→ **BRIEF**:
Reproduce the lines below without any change, starting at the very first line and ending at the line that contains "negative clicks: (1557, 1187) (1739, 1200)", including that line.

→ **THE RECORDS**:
◇ ◇ ◇ ◇ ◇ ◇ ◇

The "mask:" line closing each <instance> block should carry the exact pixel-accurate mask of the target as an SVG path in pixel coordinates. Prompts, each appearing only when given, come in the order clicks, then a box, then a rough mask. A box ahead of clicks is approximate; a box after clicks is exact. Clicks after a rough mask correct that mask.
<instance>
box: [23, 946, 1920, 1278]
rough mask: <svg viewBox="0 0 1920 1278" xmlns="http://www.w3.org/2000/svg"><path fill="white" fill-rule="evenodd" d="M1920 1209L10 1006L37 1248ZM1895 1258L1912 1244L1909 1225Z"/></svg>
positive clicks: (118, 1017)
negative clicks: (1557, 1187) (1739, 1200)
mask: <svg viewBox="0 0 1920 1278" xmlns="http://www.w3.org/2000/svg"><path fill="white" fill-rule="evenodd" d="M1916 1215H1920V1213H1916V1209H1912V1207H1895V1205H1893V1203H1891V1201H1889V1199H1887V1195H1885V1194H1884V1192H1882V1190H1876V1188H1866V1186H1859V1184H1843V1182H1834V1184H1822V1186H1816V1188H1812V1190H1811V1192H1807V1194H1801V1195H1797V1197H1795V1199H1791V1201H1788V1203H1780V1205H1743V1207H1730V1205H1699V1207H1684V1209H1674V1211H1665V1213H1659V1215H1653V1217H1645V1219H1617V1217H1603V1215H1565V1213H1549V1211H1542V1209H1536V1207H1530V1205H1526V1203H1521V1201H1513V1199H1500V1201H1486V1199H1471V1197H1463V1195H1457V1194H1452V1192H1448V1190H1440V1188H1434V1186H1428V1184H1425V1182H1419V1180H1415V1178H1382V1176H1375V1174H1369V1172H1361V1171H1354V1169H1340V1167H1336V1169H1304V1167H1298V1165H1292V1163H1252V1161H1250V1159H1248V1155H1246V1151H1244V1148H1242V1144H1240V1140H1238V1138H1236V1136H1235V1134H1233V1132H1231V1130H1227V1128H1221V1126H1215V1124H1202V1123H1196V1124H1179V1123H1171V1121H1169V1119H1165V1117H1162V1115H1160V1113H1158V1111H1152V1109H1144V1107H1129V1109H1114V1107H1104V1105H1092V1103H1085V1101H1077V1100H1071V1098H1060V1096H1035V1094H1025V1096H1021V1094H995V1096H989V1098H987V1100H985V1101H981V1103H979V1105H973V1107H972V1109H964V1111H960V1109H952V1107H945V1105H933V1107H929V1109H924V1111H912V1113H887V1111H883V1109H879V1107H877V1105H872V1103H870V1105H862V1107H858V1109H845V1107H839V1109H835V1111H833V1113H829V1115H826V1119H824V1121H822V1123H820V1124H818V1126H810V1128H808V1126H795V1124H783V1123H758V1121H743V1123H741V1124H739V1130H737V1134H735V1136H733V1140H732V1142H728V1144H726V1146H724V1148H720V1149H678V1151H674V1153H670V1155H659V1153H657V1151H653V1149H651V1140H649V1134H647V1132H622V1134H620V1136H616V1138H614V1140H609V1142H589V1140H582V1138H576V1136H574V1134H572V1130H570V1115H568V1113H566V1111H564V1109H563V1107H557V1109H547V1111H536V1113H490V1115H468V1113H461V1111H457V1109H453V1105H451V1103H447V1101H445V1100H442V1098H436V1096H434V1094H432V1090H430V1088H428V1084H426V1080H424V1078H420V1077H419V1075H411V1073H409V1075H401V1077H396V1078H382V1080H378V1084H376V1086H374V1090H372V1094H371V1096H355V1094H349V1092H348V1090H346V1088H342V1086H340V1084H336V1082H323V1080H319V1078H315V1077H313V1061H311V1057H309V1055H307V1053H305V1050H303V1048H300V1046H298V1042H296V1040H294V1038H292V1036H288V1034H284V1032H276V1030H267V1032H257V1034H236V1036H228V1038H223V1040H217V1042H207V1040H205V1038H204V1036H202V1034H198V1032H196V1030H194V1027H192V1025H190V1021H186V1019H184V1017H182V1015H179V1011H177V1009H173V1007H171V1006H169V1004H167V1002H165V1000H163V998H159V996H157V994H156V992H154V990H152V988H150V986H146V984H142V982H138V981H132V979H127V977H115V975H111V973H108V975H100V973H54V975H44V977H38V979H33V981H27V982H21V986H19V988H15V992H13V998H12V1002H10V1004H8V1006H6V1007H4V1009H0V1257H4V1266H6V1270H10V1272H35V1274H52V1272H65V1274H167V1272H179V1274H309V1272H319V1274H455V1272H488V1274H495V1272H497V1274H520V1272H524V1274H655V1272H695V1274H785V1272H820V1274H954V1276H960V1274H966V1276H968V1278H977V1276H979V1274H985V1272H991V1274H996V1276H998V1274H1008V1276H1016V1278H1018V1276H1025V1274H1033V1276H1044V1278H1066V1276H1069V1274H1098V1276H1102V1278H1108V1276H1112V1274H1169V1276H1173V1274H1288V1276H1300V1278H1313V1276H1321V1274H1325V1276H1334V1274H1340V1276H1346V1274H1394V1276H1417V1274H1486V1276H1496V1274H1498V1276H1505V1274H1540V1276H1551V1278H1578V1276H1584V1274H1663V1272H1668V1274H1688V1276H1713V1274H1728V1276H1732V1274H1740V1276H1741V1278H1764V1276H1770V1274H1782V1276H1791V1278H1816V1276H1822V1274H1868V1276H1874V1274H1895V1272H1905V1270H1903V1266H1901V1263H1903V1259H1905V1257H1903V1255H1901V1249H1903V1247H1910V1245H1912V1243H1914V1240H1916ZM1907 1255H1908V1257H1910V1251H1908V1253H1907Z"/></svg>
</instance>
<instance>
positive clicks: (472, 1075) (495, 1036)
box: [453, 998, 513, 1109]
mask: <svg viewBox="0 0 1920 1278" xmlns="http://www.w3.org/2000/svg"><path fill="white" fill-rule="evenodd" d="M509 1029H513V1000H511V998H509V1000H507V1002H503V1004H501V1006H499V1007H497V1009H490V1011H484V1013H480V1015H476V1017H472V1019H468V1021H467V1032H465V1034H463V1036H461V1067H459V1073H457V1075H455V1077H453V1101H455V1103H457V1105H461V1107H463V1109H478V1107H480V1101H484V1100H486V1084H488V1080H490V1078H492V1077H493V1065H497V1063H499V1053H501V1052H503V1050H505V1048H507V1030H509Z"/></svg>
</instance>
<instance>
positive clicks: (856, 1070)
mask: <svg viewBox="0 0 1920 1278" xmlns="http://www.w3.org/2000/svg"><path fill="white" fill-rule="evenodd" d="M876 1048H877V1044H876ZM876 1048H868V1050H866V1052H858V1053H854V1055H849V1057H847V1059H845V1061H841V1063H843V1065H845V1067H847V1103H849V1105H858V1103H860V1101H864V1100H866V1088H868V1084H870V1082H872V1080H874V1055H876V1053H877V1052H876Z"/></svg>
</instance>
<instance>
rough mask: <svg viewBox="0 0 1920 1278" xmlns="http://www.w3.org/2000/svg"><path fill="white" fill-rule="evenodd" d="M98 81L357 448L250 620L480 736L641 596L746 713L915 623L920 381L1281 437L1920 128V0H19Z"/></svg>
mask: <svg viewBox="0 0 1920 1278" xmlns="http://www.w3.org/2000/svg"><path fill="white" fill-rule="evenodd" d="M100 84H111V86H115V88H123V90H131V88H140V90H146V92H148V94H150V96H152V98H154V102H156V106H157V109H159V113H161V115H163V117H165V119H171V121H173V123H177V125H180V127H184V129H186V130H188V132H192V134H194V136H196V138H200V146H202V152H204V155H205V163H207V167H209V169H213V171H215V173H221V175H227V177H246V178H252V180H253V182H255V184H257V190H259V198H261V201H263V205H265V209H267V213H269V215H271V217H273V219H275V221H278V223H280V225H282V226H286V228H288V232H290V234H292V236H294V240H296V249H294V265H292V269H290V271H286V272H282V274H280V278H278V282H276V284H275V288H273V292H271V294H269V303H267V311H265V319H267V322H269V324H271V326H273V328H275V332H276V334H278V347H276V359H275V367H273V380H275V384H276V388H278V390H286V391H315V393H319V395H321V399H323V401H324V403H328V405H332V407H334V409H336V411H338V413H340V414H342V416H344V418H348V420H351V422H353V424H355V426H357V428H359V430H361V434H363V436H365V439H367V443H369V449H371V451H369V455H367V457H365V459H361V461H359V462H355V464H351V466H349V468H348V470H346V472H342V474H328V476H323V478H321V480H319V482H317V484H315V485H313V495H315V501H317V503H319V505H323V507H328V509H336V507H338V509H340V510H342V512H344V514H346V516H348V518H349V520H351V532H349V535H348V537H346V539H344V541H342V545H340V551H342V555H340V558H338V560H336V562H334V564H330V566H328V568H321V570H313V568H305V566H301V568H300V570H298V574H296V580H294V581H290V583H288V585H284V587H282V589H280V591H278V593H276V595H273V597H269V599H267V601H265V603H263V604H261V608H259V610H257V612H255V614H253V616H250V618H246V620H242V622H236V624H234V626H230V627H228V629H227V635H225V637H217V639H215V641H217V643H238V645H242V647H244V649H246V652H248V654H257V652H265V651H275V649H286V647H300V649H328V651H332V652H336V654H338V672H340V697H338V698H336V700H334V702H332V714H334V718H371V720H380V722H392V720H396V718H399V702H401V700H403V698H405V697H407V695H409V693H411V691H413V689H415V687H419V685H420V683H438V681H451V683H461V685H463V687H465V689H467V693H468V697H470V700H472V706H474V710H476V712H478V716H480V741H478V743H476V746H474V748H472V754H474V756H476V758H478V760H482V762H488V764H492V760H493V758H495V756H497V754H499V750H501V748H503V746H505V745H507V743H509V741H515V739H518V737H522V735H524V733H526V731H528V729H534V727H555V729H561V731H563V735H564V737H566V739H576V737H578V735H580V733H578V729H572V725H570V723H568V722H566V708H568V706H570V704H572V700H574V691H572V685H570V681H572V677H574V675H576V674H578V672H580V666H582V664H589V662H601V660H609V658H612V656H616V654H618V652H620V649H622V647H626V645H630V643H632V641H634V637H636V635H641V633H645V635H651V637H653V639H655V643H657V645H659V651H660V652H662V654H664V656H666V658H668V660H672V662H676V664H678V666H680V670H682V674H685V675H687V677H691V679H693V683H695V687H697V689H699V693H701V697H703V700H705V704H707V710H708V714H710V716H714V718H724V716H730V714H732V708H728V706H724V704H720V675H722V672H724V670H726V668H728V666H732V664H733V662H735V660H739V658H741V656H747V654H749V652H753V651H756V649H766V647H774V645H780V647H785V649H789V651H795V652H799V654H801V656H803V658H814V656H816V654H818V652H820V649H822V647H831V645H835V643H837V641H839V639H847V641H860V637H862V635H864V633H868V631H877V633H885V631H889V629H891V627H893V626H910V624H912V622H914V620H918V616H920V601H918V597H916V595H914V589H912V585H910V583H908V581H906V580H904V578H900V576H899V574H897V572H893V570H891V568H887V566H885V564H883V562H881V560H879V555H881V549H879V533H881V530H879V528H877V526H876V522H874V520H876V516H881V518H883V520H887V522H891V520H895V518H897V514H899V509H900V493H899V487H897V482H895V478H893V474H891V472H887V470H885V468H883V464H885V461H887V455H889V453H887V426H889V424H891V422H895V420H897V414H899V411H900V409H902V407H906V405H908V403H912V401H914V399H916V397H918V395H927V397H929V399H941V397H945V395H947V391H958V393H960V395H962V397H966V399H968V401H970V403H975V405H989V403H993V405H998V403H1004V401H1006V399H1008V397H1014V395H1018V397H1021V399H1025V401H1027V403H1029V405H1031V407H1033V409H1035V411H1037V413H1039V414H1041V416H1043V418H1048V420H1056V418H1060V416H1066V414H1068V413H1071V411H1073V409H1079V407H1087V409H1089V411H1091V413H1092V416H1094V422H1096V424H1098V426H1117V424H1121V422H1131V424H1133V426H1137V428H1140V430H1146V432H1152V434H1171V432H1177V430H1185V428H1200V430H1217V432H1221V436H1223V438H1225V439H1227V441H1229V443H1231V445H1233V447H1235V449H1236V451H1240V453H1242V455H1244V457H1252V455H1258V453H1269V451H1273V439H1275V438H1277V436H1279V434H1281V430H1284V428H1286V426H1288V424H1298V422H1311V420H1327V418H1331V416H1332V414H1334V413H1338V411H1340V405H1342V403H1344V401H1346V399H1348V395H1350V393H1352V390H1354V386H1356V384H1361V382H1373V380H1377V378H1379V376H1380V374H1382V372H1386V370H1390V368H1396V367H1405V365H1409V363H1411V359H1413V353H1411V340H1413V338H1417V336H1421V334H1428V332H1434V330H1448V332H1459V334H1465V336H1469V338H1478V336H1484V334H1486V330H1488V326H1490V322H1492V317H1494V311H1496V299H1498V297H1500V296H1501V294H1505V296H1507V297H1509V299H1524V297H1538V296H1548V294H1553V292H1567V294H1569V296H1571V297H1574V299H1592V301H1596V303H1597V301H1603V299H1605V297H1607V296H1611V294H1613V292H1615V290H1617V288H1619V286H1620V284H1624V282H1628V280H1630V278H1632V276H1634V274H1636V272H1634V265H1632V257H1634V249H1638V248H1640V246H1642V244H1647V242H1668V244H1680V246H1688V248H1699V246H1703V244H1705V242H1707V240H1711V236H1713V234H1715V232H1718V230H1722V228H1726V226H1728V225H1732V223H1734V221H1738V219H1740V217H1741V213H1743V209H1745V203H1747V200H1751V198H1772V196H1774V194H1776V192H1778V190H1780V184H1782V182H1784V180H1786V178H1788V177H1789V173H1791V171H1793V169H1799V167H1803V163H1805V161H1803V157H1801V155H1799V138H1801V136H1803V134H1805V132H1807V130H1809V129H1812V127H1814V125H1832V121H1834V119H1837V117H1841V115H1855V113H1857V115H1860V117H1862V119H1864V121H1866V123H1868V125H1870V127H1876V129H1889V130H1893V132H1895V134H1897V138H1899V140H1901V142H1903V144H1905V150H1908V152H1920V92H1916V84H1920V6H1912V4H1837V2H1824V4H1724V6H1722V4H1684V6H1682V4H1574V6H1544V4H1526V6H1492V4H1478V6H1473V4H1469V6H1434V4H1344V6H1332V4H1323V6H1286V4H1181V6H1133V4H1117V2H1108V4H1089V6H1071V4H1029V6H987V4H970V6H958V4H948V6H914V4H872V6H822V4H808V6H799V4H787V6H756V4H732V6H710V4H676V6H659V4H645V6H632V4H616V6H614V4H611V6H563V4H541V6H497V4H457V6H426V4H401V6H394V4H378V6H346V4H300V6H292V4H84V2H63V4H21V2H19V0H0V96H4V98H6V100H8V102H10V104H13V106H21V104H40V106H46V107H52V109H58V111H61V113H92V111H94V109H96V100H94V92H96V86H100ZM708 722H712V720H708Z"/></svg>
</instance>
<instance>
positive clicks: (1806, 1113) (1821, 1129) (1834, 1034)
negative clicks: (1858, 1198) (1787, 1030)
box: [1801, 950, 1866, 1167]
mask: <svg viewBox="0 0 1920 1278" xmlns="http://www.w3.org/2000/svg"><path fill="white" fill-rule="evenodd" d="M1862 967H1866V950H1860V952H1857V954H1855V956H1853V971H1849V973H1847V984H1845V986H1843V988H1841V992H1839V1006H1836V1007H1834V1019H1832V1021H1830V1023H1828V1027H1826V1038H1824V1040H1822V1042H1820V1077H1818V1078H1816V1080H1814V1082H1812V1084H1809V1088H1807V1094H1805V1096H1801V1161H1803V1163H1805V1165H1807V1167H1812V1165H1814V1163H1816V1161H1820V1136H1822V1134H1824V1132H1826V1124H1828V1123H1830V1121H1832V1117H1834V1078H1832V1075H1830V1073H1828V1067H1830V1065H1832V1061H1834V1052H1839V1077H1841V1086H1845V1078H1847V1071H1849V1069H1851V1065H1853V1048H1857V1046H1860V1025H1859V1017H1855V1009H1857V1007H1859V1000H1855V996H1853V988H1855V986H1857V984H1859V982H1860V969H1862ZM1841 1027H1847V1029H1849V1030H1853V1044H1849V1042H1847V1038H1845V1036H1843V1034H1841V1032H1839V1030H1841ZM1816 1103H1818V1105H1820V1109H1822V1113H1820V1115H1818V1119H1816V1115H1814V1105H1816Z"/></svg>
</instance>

◇ ◇ ◇ ◇ ◇ ◇ ◇

→ **YOUR SOLUTION**:
The "mask:" line closing each <instance> block should carry the exact pixel-accurate mask of the target as an SVG path in pixel coordinates. Prompts, each appearing only when given, come in the order clicks, then a box, then a rough mask. A box ahead of clicks is approximate; a box after clicks is exact. Clicks after a rough mask correct that mask.
<instance>
box: [23, 946, 1920, 1278]
rough mask: <svg viewBox="0 0 1920 1278" xmlns="http://www.w3.org/2000/svg"><path fill="white" fill-rule="evenodd" d="M1920 1209L10 1006L37 1248ZM1895 1258L1912 1244L1909 1225Z"/></svg>
positive clicks: (118, 1017)
negative clicks: (1557, 1187) (1739, 1200)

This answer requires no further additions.